TEXTO PROPORCIONADO:
________________________________________

Hola a todos. Me parece buena su iniciativa. Yo vivo en Lima, Peru y estoy investigando sobre como hacer un identificador de llamadas con algunas propiedades. La alternativa que dijiste Mamu sobre el ring FSK es valida solo en tu pais, o tambien en Peru? o, en todo caso, alguien sabe que sistema usan para el caller id en Peru? De veras que necesito ayuda.


----------



## luiggitalk (Oct 17, 2006)

amigo willian podrias explicarme un poco mas lo que hicistes para que detectara la llamada contestada


----------



## Shirov (Oct 25, 2006)

williamfj dijo:
			
		

> hola asia rato no venia por aqui y veo que aun siguen con el mismo problema de saber cuando la llamada es contestada.
> 
> primero les comento que las plantas celulares bienen en su mayoria con invercion de polaridad lo cual es muy fasil de detectar.
> 
> ...

________________________________________

REQUISITOS DEL EJERCICIO:
a) En el hilo sobre el identificador de llamadas, ¿en qué fecha publicó su mensaje luiggitalk?
b) Continúa el hilo del foro sobre el identificador de llamadas a partir de donde se interrumpe.
Las entradas no intervienen en nada de esto.

[Fragmentos de datos de cuadros delimitadores]
________________________________________

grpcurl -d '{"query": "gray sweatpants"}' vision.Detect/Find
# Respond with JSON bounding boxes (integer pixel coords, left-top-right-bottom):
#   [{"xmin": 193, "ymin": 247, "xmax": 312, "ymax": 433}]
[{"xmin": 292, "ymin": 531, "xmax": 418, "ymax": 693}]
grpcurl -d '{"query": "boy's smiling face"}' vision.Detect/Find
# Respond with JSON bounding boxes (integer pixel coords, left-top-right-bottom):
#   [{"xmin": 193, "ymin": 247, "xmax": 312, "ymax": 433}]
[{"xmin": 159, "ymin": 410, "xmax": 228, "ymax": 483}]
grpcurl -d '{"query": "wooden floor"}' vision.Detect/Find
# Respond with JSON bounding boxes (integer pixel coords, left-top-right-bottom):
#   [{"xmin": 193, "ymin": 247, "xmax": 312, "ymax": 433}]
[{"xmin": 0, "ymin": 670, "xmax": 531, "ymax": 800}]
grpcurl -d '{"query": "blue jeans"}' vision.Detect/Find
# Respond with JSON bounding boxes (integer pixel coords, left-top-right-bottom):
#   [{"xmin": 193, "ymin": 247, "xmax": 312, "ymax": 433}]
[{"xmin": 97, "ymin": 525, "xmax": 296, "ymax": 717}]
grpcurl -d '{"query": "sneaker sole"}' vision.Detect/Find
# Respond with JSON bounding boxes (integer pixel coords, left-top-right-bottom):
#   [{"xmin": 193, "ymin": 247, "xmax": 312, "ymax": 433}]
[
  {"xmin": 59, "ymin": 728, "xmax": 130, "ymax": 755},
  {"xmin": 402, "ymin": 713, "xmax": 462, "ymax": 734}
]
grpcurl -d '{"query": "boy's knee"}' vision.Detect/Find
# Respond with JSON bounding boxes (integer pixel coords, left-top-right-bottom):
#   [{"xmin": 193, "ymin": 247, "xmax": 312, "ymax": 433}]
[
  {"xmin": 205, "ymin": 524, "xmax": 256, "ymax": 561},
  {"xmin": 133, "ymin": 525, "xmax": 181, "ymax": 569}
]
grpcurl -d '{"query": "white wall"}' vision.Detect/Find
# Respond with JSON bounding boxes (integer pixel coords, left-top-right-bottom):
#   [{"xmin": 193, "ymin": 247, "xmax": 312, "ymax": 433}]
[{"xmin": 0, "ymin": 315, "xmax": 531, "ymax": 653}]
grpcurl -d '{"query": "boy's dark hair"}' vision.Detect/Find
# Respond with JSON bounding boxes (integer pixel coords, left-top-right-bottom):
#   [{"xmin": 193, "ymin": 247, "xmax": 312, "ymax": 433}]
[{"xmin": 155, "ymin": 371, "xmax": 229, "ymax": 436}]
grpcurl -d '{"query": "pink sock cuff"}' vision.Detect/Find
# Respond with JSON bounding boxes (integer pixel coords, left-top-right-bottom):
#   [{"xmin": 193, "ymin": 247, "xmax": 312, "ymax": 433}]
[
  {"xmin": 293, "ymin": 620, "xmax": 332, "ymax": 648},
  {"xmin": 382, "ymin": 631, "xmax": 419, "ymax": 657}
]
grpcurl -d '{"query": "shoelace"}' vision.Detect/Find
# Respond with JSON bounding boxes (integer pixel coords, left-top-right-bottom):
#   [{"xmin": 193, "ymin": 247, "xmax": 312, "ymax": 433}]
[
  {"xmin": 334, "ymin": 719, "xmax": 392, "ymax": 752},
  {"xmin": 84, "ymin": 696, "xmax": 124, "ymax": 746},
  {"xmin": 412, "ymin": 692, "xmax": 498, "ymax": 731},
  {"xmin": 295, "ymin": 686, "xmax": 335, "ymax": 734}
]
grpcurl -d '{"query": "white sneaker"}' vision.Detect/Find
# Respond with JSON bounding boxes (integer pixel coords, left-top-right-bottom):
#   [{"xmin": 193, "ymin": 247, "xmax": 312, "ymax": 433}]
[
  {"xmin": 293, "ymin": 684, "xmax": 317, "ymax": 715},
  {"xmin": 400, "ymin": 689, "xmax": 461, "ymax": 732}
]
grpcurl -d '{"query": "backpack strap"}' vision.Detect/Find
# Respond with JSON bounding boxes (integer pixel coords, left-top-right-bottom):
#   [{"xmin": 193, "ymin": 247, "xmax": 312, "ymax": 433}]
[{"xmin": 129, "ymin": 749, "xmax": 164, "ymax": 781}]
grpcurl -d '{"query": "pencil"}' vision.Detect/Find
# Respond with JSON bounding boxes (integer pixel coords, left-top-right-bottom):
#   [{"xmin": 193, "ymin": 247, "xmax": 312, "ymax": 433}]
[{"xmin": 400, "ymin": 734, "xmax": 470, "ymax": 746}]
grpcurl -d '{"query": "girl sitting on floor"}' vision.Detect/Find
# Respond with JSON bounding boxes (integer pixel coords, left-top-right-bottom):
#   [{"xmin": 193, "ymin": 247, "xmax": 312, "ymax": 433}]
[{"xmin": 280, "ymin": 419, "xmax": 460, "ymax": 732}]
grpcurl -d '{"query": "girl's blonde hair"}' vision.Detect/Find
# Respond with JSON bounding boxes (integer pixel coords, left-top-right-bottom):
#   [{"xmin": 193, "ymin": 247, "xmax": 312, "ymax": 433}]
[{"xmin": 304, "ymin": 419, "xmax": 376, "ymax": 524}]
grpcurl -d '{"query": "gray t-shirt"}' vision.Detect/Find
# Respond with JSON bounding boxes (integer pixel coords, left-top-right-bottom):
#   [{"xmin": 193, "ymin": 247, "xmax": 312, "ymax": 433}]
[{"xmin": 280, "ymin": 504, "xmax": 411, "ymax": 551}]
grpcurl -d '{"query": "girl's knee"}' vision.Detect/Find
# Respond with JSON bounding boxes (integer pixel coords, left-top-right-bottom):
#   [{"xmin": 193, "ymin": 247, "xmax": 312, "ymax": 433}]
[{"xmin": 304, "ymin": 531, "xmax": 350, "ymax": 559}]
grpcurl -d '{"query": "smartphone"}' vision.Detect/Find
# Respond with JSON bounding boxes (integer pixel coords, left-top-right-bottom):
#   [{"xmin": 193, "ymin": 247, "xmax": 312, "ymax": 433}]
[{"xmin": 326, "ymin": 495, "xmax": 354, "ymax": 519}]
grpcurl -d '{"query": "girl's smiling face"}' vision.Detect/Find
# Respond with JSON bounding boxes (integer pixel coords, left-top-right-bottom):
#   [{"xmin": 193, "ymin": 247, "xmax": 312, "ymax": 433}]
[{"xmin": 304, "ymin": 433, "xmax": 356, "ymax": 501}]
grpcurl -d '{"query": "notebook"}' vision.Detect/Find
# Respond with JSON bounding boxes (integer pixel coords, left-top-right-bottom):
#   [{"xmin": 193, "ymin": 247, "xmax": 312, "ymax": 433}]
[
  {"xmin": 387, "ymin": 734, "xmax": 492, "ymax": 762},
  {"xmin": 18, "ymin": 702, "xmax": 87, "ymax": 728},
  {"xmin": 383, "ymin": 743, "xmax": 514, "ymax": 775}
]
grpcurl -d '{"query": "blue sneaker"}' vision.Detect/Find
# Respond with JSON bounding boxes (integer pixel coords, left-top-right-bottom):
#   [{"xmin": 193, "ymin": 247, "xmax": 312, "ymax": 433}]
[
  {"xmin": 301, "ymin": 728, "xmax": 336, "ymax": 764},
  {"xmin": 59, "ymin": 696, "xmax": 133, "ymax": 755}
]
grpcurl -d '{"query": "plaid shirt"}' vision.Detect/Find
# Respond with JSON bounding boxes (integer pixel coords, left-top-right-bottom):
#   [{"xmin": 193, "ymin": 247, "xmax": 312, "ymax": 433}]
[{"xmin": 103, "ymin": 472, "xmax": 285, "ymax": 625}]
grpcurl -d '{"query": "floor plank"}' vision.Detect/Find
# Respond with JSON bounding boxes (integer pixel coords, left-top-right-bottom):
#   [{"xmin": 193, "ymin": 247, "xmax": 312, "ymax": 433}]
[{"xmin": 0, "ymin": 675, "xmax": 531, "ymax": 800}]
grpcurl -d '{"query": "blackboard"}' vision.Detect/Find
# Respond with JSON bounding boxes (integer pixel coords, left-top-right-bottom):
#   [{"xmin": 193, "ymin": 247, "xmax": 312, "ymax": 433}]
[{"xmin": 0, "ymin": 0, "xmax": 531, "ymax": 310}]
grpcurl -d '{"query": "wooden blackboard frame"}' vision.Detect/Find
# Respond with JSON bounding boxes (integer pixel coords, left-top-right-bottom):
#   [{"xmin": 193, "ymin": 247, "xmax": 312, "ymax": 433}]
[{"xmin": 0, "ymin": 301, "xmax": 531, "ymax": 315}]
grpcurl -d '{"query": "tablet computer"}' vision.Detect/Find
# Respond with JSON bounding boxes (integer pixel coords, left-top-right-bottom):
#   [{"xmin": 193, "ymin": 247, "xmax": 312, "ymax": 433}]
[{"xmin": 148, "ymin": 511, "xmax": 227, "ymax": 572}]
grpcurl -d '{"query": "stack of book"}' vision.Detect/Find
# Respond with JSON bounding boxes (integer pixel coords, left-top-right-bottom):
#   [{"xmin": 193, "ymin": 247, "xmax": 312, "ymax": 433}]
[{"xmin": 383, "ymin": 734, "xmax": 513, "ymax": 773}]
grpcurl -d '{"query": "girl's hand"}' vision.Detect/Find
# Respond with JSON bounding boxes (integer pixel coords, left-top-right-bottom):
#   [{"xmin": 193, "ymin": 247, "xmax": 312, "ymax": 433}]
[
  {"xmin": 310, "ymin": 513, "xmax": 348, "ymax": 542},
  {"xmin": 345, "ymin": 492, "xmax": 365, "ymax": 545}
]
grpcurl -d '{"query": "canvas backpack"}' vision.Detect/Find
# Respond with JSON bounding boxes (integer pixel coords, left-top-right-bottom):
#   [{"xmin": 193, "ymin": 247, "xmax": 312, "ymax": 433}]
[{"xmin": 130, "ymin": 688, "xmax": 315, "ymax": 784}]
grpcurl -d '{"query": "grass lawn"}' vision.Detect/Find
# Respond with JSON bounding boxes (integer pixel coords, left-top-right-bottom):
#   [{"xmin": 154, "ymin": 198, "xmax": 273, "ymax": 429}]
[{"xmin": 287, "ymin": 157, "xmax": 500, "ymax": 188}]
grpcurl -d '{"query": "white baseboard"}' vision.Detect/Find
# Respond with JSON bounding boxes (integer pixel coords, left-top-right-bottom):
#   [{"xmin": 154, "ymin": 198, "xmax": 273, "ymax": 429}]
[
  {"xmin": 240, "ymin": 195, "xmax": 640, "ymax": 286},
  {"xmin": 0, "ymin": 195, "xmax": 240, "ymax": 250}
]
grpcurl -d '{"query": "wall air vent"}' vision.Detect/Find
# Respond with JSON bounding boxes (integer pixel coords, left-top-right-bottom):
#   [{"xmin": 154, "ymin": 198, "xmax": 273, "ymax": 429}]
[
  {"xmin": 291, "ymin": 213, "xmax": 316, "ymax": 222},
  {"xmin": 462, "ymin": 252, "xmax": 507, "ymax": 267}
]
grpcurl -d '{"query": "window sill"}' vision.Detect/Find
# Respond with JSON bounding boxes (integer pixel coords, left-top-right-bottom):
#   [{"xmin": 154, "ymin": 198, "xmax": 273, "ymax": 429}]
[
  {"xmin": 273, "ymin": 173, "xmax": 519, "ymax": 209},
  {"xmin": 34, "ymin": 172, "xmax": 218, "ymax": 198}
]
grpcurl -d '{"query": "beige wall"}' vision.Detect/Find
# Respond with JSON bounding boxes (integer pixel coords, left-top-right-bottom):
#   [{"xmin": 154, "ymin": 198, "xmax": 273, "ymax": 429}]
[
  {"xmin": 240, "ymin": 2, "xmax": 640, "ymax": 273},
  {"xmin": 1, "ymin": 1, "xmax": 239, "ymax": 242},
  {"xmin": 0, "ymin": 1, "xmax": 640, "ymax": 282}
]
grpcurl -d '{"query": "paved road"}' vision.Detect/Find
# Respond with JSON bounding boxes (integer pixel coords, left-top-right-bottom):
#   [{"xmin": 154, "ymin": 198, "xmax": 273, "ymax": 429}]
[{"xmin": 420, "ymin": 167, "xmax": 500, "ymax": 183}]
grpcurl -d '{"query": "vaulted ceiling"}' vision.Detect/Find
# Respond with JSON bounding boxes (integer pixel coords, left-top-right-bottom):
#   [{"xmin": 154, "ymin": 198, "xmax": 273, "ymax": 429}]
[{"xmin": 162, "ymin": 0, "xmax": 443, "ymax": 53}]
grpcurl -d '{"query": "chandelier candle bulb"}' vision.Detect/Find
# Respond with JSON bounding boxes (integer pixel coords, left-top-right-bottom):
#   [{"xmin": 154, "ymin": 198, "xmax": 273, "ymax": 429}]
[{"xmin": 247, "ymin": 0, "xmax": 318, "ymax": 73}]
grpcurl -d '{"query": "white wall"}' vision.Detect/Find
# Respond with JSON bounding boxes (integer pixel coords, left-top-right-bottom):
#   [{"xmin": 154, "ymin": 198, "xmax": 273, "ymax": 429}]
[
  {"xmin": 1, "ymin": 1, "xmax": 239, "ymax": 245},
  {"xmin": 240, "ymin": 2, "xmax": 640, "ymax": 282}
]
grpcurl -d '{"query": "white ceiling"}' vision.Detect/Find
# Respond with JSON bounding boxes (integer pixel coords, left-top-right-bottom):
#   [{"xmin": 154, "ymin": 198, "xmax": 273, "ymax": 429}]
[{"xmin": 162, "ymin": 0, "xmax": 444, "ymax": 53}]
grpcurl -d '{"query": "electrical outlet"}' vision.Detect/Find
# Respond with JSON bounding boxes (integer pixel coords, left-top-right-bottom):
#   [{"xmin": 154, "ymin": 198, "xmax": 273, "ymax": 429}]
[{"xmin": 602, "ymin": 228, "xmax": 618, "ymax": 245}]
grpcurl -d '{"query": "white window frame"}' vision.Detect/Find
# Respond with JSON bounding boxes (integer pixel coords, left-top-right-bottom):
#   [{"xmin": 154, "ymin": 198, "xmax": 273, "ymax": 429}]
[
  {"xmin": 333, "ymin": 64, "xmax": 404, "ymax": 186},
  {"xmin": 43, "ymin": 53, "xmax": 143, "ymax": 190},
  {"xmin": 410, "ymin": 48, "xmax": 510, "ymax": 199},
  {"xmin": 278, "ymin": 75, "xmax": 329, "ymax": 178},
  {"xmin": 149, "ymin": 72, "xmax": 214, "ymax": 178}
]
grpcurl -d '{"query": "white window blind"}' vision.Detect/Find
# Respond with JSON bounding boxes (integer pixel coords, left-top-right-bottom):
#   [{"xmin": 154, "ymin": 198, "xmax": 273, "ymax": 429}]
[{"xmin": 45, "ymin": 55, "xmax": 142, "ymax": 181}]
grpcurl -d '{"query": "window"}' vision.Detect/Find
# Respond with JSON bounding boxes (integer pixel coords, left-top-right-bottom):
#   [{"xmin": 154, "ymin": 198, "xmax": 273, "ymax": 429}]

________________________________________

RESULTADOS:
a) El 17 de octubre de 2006.

b)
Que tal, desde hace rato he seguido este post, respecto a lo de las plantas de celular, es posible tarificar los minutos desde que se incio la conversacion con inversion de porlaridad, con el circuito que esta publicado?


----------



## gato_sta (Nov 8, 2006)

hola amigos he visto que tienen muy buena información para las lineas telefonicas, yo estoy desarrollando un proyecto en el cual quiero detectar el numero marcado es decir el numero que yo marco en mi telefono convencional por el modem he tratado con algunos comandos AT y con el MSComm de VB pero sin exito

Alguien sabe algo.. agradeceria infinitamente la información

Saludos


----------



## eerpel (Nov 23, 2006)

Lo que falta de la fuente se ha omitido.